- **DESCRIPTION OF THE TASK**:
Your answer should be an exact copy of all the entries, free of pictures.

----------

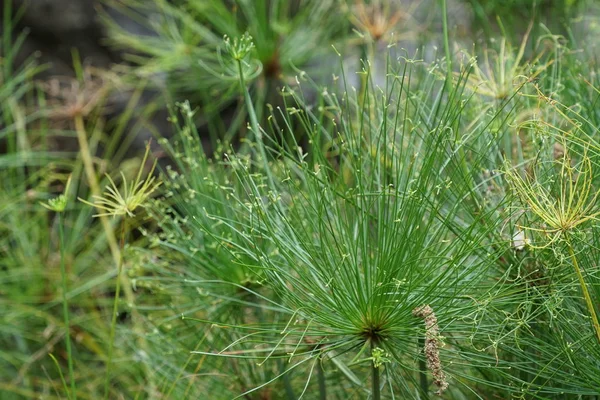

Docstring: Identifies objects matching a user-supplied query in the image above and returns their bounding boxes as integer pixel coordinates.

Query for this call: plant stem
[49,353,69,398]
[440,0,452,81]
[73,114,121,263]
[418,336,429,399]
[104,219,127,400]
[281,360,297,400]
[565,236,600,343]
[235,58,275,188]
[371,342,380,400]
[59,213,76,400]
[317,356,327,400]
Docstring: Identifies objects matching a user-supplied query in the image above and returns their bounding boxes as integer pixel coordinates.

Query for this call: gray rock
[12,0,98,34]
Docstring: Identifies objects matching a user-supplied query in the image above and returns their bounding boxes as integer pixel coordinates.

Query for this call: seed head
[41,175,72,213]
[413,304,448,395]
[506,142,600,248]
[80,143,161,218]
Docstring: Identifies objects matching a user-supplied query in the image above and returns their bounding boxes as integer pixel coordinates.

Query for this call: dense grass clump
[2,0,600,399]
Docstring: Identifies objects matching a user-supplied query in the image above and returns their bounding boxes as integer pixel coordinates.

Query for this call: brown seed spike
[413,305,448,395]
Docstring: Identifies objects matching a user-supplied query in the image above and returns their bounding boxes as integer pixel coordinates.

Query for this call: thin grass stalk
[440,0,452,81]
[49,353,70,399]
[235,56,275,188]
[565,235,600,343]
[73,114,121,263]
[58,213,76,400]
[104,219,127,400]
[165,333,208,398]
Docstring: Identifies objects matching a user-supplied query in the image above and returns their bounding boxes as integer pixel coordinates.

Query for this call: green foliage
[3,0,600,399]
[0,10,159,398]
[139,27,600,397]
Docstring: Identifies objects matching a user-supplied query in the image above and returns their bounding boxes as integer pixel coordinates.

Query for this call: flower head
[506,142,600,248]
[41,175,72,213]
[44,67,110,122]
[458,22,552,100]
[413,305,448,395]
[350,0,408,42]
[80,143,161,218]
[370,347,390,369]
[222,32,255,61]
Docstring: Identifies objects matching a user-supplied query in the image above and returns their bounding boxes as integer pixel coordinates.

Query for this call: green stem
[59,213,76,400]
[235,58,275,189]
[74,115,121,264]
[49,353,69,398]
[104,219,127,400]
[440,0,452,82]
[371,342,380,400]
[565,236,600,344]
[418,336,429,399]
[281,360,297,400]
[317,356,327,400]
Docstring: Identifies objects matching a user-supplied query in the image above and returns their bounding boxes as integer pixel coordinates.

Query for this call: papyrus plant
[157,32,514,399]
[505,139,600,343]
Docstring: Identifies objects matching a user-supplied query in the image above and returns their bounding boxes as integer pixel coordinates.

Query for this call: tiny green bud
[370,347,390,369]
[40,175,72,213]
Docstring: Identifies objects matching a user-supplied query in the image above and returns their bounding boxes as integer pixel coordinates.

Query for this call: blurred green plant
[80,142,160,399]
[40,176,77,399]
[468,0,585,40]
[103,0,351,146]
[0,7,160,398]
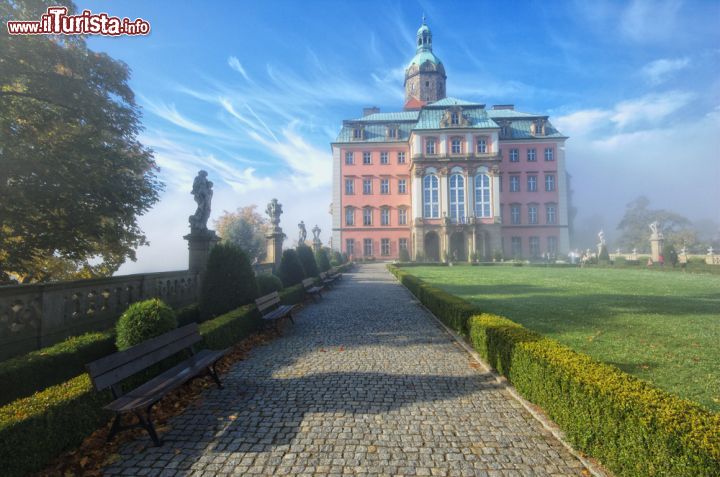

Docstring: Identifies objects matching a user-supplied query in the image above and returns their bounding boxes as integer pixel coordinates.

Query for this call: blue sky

----------

- **REPLY**:
Docstring: Identifies objects matching a user-supplied query in the image above and returns their bounding boxes as integer pixel coordinates.

Query for this call: plant stem
[49,353,69,398]
[440,0,452,81]
[73,114,121,263]
[418,336,429,399]
[104,219,127,400]
[281,360,297,400]
[565,236,600,343]
[235,58,275,188]
[371,342,380,400]
[59,213,76,400]
[317,356,327,400]
Docstring: Identifies objects matching a user-supplied query in the image above and returns their bounding boxes as integer pixel coordinates.

Query for this call: gray rock
[12,0,98,34]
Docstring: Identifies objects matching a user-supplied query in the image above and returns their bounding boxes as integer pixel coordinates.

Query for this call: seed head
[41,175,72,213]
[413,304,448,395]
[506,142,600,248]
[80,143,161,218]
Docstring: Identifies objects matching a user-supplied query in the image above and returns their bounding boxes as integer pixel coordinates.

Query for this call: dense grass clump
[2,0,600,399]
Docstring: Identifies objects matching a user-supplied query in the image above and returns their bounding boxes as integer pixel coordinates.

Query for this call: brown seed spike
[413,305,448,395]
Docstring: Identifies objects matching a user-supplied query in the image above and returns their bounding boxes as integer pixel coordinates.

Query for this call: thin grass stalk
[440,0,452,81]
[49,353,70,399]
[235,56,275,188]
[565,235,600,343]
[73,114,121,263]
[58,213,76,400]
[104,219,127,400]
[165,333,208,398]
Docstring: Identifies objects matching a user-supplied query in the image above and returns their bounding boxes as integer pixel coordinates.

Query for this call: green foliage
[3,0,600,399]
[0,10,159,398]
[139,27,600,397]
Docstring: Identifies objects matching a user-supplied query in the image above and returns their bounding boxes as integer pixel coordinates.

Query for this call: flower head
[506,142,600,248]
[41,175,72,213]
[44,67,110,122]
[458,22,552,100]
[413,305,448,395]
[350,0,408,42]
[80,143,161,218]
[370,347,390,369]
[222,32,255,61]
Docstring: Identifies objects matching a user-supplied query in the image above and returns their bounding boxes as integer pixel coordinates.

Query for this call: green stem
[59,213,76,400]
[235,58,275,189]
[74,115,121,264]
[49,353,69,398]
[104,219,127,400]
[440,0,452,82]
[371,342,380,400]
[565,236,600,344]
[418,336,429,399]
[281,360,297,400]
[317,356,327,400]
Docstring: Identifies objects matching a user-supplied query in the image above and returns their bounding boxes as integer pixel coordinates.

Query for this call: papyrus plant
[157,32,514,399]
[505,139,600,343]
Docstring: Identifies objects matching a user-supplied query in the image above and returns their bounding boxes as integer pixel coordinates.

Query for this call: tiny green bud
[370,347,390,369]
[40,175,72,213]
Docstring: Identifies objects matching a user-supplied query in the image above and returns their bounding boxes as integer pixel coordinates.

Query for this call: blurred green plant
[80,142,160,399]
[40,176,77,399]
[468,0,585,40]
[103,0,351,146]
[0,7,160,398]

Docstring: Identifies objects matching a user-supplied query in the image above and returns their bounding boxes as integer pixel coordinates.

Query for this call: blue sky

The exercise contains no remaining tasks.